Exercise directions
Go through the entries below and give the number of lines that have the string "backpack", and only that.
[Data records]
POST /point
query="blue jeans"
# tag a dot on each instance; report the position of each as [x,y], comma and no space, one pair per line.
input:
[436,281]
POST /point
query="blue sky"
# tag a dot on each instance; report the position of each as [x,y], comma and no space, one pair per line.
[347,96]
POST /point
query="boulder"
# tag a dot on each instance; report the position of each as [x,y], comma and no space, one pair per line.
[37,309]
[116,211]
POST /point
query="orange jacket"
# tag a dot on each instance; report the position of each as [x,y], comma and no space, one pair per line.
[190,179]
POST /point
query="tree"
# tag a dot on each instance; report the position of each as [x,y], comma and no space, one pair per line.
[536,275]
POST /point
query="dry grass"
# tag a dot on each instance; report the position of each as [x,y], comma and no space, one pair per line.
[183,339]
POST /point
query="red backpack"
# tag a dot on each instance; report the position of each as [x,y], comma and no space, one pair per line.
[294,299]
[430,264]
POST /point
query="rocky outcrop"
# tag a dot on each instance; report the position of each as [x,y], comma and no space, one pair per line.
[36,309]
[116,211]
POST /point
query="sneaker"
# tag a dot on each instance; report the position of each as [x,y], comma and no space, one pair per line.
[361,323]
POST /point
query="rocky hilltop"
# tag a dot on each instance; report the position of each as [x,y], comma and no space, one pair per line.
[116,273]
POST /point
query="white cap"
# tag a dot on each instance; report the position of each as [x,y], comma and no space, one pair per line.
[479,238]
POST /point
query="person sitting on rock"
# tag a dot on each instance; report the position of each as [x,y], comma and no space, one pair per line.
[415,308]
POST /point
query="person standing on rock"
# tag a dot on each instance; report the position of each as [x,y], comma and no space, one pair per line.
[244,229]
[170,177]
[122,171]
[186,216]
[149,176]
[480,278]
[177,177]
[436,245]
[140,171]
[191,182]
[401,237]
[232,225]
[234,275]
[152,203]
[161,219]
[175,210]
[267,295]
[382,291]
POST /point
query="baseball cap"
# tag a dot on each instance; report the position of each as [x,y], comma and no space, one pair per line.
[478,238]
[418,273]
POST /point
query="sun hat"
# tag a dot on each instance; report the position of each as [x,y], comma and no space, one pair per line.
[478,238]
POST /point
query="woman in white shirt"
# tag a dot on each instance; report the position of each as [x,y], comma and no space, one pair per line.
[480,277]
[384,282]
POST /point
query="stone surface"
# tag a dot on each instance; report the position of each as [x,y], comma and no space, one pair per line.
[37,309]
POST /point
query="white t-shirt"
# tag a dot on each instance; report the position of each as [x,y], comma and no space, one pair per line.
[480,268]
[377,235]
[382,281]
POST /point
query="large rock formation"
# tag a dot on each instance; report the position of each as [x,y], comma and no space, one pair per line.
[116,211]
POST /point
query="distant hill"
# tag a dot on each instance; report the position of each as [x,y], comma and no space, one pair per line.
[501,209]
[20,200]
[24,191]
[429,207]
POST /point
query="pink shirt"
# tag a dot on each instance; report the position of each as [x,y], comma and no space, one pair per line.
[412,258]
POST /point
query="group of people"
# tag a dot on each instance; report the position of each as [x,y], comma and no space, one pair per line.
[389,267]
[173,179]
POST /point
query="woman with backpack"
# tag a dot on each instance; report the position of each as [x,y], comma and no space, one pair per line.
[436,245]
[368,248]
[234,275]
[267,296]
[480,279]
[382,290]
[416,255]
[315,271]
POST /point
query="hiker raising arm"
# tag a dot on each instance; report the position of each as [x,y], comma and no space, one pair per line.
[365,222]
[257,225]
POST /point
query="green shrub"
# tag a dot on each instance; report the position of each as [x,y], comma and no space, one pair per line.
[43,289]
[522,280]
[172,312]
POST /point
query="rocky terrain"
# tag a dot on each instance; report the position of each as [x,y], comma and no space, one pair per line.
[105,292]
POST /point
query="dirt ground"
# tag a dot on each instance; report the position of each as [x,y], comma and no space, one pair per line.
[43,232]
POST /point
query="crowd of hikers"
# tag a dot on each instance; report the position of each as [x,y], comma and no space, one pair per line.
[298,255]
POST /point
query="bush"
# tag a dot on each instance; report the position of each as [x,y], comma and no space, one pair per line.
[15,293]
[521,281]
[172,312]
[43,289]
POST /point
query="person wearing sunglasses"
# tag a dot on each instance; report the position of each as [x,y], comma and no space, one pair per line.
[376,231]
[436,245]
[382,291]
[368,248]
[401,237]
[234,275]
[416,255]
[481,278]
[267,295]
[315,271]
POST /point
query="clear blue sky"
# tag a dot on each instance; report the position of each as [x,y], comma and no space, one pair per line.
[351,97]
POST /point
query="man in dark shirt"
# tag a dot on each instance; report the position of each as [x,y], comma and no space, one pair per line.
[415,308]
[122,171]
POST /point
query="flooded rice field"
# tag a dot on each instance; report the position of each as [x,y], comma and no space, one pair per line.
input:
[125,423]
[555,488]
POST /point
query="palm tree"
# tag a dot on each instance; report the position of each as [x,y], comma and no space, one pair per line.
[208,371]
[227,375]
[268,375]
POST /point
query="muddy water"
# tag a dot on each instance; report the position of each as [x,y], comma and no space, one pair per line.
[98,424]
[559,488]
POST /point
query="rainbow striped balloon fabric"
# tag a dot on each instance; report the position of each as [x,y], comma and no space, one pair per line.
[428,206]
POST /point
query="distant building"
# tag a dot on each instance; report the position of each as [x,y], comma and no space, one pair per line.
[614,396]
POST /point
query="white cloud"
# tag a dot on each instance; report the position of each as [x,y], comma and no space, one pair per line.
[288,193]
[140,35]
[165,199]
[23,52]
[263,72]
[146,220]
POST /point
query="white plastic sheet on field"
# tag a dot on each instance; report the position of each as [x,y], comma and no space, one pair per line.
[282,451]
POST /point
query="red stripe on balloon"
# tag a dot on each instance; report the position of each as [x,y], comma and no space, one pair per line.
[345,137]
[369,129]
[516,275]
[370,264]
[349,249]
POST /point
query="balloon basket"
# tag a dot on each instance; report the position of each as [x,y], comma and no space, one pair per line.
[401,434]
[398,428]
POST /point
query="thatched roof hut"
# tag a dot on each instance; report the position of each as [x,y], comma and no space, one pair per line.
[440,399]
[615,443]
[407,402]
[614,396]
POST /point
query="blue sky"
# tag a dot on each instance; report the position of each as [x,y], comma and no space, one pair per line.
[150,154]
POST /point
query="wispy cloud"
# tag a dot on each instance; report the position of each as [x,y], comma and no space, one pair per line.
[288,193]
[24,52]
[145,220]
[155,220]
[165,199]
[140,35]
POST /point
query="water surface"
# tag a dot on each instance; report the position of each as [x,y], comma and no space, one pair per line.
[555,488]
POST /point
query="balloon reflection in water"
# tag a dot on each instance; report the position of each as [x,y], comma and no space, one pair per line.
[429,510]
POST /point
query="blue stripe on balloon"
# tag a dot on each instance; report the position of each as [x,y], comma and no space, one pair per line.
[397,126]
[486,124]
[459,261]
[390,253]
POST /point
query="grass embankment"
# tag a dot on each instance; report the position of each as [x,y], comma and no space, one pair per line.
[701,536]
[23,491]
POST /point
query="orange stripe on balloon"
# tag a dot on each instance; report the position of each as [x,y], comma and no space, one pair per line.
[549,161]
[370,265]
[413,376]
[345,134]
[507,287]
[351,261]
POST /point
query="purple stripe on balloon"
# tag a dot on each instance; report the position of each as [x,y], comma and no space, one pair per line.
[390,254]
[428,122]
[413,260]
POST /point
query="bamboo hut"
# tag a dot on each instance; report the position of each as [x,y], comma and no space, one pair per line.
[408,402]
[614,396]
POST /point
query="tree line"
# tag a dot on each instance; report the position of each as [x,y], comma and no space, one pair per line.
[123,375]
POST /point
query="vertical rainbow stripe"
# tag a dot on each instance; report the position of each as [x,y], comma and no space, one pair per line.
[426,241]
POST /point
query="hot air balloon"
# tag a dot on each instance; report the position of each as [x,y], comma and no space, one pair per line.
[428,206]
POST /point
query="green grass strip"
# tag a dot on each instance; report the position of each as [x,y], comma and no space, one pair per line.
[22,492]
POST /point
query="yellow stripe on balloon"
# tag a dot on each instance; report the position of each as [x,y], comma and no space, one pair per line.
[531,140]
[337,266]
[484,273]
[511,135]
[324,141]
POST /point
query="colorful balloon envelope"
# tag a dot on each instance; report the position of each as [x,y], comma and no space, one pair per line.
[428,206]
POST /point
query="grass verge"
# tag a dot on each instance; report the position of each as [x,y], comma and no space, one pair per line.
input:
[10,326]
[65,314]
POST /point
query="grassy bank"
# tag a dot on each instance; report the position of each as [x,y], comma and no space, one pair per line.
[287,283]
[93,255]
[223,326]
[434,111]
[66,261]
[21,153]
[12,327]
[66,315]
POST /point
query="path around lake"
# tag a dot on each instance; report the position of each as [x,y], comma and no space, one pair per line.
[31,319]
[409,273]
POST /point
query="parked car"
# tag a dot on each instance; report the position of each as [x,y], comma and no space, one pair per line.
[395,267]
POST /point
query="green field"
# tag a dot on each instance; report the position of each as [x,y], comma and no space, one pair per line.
[/Data records]
Task response
2